WORKING DATA:

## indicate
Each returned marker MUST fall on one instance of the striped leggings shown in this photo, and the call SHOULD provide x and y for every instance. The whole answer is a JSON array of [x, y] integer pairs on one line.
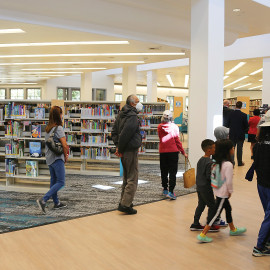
[[222, 203]]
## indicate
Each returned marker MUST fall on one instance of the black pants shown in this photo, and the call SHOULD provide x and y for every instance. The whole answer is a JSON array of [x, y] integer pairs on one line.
[[168, 165], [205, 198], [239, 145], [222, 203]]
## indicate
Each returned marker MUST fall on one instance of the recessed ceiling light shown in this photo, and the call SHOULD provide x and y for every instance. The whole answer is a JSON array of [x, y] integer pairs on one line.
[[257, 71], [64, 43], [186, 80], [70, 63], [255, 87], [170, 80], [242, 86], [11, 31], [59, 68], [236, 81], [235, 68]]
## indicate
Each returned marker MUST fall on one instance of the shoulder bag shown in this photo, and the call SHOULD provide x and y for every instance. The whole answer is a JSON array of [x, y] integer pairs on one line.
[[55, 147], [189, 175]]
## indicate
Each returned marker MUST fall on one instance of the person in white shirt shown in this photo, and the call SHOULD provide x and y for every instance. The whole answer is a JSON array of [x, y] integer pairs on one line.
[[224, 151]]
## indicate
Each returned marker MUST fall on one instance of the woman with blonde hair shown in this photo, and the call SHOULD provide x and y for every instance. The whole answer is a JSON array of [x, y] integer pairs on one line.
[[55, 162]]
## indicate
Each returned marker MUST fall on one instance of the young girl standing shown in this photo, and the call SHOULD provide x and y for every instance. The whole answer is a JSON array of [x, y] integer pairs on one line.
[[224, 151]]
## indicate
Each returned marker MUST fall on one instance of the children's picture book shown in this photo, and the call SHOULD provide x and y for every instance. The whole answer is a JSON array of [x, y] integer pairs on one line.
[[39, 113], [35, 149], [36, 131], [31, 168]]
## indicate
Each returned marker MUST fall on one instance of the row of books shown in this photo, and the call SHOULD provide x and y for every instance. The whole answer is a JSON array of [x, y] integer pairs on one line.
[[93, 125], [95, 153]]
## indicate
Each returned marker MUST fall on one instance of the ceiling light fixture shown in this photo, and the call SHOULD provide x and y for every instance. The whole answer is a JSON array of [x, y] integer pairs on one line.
[[49, 72], [59, 68], [186, 80], [65, 43], [235, 68], [170, 80], [255, 87], [11, 31], [242, 86], [257, 71], [236, 81], [86, 54], [70, 63]]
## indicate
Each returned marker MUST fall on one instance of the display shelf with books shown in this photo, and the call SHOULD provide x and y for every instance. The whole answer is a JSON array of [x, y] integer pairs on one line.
[[254, 104]]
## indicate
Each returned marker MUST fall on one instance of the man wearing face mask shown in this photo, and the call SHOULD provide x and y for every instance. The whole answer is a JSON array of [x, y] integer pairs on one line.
[[127, 138]]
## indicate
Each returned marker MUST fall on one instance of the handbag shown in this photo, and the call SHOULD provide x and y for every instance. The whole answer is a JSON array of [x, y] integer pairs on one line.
[[189, 176], [55, 147], [250, 172]]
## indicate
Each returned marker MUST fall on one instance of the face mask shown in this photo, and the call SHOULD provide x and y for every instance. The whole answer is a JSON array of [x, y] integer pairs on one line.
[[139, 106]]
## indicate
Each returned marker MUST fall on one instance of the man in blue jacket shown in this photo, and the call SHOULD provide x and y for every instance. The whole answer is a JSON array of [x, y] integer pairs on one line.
[[127, 139], [238, 125]]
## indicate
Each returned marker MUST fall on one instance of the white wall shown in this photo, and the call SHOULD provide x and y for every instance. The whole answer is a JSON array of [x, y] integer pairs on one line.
[[68, 81], [162, 92], [101, 80]]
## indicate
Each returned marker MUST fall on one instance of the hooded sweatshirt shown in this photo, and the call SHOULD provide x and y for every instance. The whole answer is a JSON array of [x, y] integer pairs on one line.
[[169, 138], [126, 130]]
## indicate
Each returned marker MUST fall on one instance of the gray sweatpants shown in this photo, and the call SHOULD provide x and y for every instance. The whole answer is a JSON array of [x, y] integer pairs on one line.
[[130, 177]]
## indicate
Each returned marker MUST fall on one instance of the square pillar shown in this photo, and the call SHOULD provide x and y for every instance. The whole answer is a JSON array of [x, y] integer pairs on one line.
[[152, 86], [206, 73], [129, 82]]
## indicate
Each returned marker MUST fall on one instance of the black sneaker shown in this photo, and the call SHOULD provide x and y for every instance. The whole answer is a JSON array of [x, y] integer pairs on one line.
[[259, 252], [41, 206], [59, 206], [128, 210]]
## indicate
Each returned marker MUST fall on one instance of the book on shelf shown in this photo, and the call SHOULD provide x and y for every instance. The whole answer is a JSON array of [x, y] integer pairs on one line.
[[11, 167], [39, 113], [32, 168], [36, 131], [35, 149]]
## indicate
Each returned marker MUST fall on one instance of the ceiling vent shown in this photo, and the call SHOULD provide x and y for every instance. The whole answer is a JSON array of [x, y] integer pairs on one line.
[[155, 48]]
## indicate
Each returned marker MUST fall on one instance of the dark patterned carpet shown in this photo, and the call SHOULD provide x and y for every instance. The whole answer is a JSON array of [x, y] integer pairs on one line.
[[19, 210]]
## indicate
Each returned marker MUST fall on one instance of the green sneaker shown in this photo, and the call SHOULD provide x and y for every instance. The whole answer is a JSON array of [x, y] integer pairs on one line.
[[204, 239], [238, 231]]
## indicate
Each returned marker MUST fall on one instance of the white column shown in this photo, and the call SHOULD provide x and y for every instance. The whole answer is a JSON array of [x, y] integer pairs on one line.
[[86, 87], [266, 82], [228, 93], [129, 82], [152, 86], [206, 73]]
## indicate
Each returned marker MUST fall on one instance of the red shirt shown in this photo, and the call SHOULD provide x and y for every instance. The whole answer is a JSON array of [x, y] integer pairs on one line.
[[253, 122], [169, 138]]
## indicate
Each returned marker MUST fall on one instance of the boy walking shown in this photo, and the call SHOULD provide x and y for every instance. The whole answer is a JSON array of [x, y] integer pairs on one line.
[[204, 189]]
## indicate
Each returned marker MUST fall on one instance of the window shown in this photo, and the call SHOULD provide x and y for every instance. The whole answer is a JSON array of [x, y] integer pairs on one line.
[[16, 93], [75, 94], [2, 93], [118, 97], [62, 93], [142, 98], [170, 99], [33, 93], [186, 104]]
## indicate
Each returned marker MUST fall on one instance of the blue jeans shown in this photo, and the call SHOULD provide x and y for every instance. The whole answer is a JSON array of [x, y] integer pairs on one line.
[[264, 233], [57, 172]]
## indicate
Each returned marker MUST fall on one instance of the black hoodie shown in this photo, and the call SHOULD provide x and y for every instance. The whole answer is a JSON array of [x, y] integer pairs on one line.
[[126, 130]]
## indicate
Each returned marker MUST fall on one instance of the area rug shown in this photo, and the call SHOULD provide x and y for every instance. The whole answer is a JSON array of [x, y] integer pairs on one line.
[[19, 210]]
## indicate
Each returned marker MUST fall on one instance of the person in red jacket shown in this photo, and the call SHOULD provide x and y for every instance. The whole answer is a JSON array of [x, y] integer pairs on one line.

REQUIREMENT: Exclude images. Return the data above verbatim.

TASK RESPONSE:
## indicate
Each returned marker MUST fall on one instance of the striped leggings shown in this photo, and the call SHOULD provide x and y for every instance. The whole answer is a JSON array of [x, y] integer pairs on one line.
[[222, 203]]
## indicate
Each returned marker MUST fall on one instance of the black pants shown in this photo, and the call SHOULD provide x and y for every instance. The whole answer is a JSON array of [x, y] integer pairs on one line.
[[168, 165], [205, 198], [239, 145], [222, 203]]
## indicate
Each returned marker MUST fall on one instance of the recessed ceiling light shown in this photo, and the call SHOULD provide x and y for every instance. The whole answer is a JSON array of [x, y] integer pairs on one line.
[[257, 71], [64, 43], [186, 80], [70, 63], [255, 87], [170, 80], [242, 86], [11, 31], [59, 68], [236, 81], [235, 68]]
## indicate
Each returned marker MUST fall on one instance of the shoulder bag shown in this photo, and the call SHOULD provide x and y for every instance. The whole answer is a JSON array of [x, y] integer pairs on one line.
[[55, 147], [189, 175]]
## indicate
Each returned marker MUST fall on one instance of the person in white shirt shown in this photo, and the call SHOULD provide x and y for every instance. The whole answer is a JSON array of [x, y] integer pairs on one line.
[[224, 151]]
## indicate
Each returned marker MUST fall on one instance of the woman with blonde hair shown in this photo, and the call SHOULD provide x and y for every instance. The whole answer is a JSON array of [x, y] integer pairs on one line.
[[55, 162]]
## indicate
Each returned marker MUST fall on one instance of the young girl standing shown in this photo, and the call SHOULD provide x and y for every instance. The whole answer is a JSON array of [x, y] integer pairs on one line.
[[224, 151]]
## indicate
Each returned marker MUST fall on one instance of the children's picture book shown in this photo, and the call SHOULD provide x and y for every instance. The whole answer is a JSON array of [x, y] integer pairs on one line.
[[39, 113], [35, 149], [36, 131], [31, 168]]
## indicate
Each returned marker MUST fall on one instance of the row of books shown in this photo, and the call SHOULD provide x and y for every instance. The whole answer is a JSON array of [x, y] integer pairs on one line.
[[93, 125], [95, 153]]
## indicate
Each returned marker MUST fall on one instance of the ceiling light fixture shown in this photo, and the call SHOULD provide x and y for every instance. The whole answer is a JSON array of [x, y] integer pairs on one line.
[[49, 72], [59, 68], [186, 80], [65, 43], [235, 68], [170, 80], [255, 87], [11, 31], [242, 86], [257, 71], [236, 81], [86, 54], [70, 63]]
## indicate
Each returned marker MUST fall on one instance of the display shelf with books shown in this photo, and the call SHOULD provide x and y for every instance. The whole answer is a JSON array of [x, y] integer pairs on one line.
[[254, 104]]
## indicate
Each returned marker MUST fall on one instance of the man wearing face mask shown in this photo, and the call SHOULD provide x and y for every instance. The whole answer is a JSON array of [x, y] integer pairs on one line.
[[127, 138]]
## indicate
Each returned marker MUST fall on one instance of the handbag shown in this photo, and the call SHOULD provide x and y for every instance. The whole answer is a JSON array of [x, y] integer pairs on one line.
[[189, 176], [55, 147], [250, 172]]
## indicate
Each returned marker MUST fall on one instance of the face mask shown in this photo, and the call SHOULD provide x and y for every instance. The whole answer is a JSON array of [x, y] integer pairs on one line.
[[139, 106]]
## indicate
Each returned marker MUST fall on one instance of the man in blue jacket shown in this photo, and the call SHOULD provide x and y for every instance. The whole answer is a JSON array of [x, y] integer pairs on one line.
[[127, 139], [238, 125]]
## indicate
Each returned marker MUST fall on one instance of the white wall shown in this photo, and the call SHOULD provide x and y for every instance. The whole answer is a JSON array of [x, y] integer pairs on one line.
[[68, 81], [162, 92], [101, 80]]
## indicate
Each returned marker MUST fall on one instance of the hooded sweatshirt shown in this photo, and the call SHOULD provide x and y for every instance. The whole answer is a JSON array of [x, y] integer pairs on one line.
[[169, 138], [126, 130]]
## indicate
Each returned marker MUST fall on one instance of the gray sweatpants shown in this photo, and the call SHOULD provide x and y for every instance. The whole answer is a JSON array of [x, y] integer pairs on one line.
[[130, 177]]
## indicate
Each returned marker MUST fall on one instance of the square pillar shown in this photo, and the call SHOULD provide x and y for every instance. The whole answer is a JSON array of [x, y] integer pairs on one line.
[[152, 86], [206, 73], [129, 82]]
## indicate
Each returned marker MUST fall on one instance of the black sneaker shown in this photo, and the call SHOULD provide x and y for every instance. The whole answer is a JSON array of [x, y] integer pairs on one line.
[[259, 252], [41, 206], [59, 206], [128, 210]]
## indicate
Each returned marker MUST fall on one instance of the book on shelf shown in this photo, and the call SHOULD provide x and y for every instance. The whole answer is a JSON array of [x, y] integer pairs on one line.
[[11, 167], [39, 113], [32, 168], [36, 131], [35, 149]]
## indicate
Each returned marker MUST fall on one instance of the ceiling vent shown in this photo, and the call SHOULD provide x and y for every instance. The whole answer is a JSON array of [x, y] integer pairs on one line.
[[155, 48]]
## indicate
Each returned marker MUST fall on one instance of the dark patterned carpet shown in this photo, and the call SHOULD provide x and y for every instance. The whole answer is a JSON array of [x, y] integer pairs on one line.
[[19, 210]]
## indicate
Each returned marker MUST fall on one instance of the green sneaker shown in this photo, and the call SHOULD provide x and y for every instance. The whole answer is a JSON array of [x, y] integer pairs on one line.
[[204, 239], [238, 231]]
## indicate
Each returned marker MUST fall on one instance of the white column shown in this photo, and the call SHOULD provide x and y for every instance. The whole answer is a JSON array of [x, y] integer pairs on one line.
[[86, 87], [266, 82], [228, 93], [129, 82], [152, 86], [206, 73]]
## indicate
Each returned marker MUST fall on one instance of the red shirt shown in this photo, and the call SHOULD provide x and y for every instance. The whole answer is a JSON array of [x, y] integer pairs on one line.
[[253, 122], [169, 138]]
## indicate
Each returned marker MUST fall on one instance of the boy walking shown in this photo, and the call SHOULD provide x and y for every instance. The whole answer is a JSON array of [x, y] integer pairs on one line.
[[204, 189]]
## indicate
Each returned marker MUST fall on one instance of the window shown in this photo, and the call SHOULD provide x and y for every instance. The whole answer is a JSON array of [x, y] integer pairs on one line.
[[16, 93], [75, 94], [2, 93], [118, 97], [62, 93], [142, 98], [170, 99], [33, 93], [186, 104]]
## indicate
Each returned marker MUST fall on one instance of the blue jeans shown in this photo, and the call SHOULD provide x and y for every instance. The whole answer is a JSON array of [x, y] integer pairs on one line.
[[264, 233], [57, 172]]
## indicate
Each returned marker MUST fall on one instance of the black hoodie shown in this photo, and the call SHOULD provide x and y for every instance. The whole answer is a JSON array of [x, y] integer pairs on one line.
[[126, 130]]
## indicate
Each returned marker MUST fall on one instance of the area rug shown in this photo, and the call SHOULD provide x and y for every instance. The whole answer is a JSON array of [x, y] integer pairs on one line.
[[19, 210]]
## indicate
Each returned marker MUST fall on one instance of the person in red jacket shown in this photo, and the call SHOULD provide x and y for every instance. The whole answer is a JSON array of [x, y] integer pairs on one line.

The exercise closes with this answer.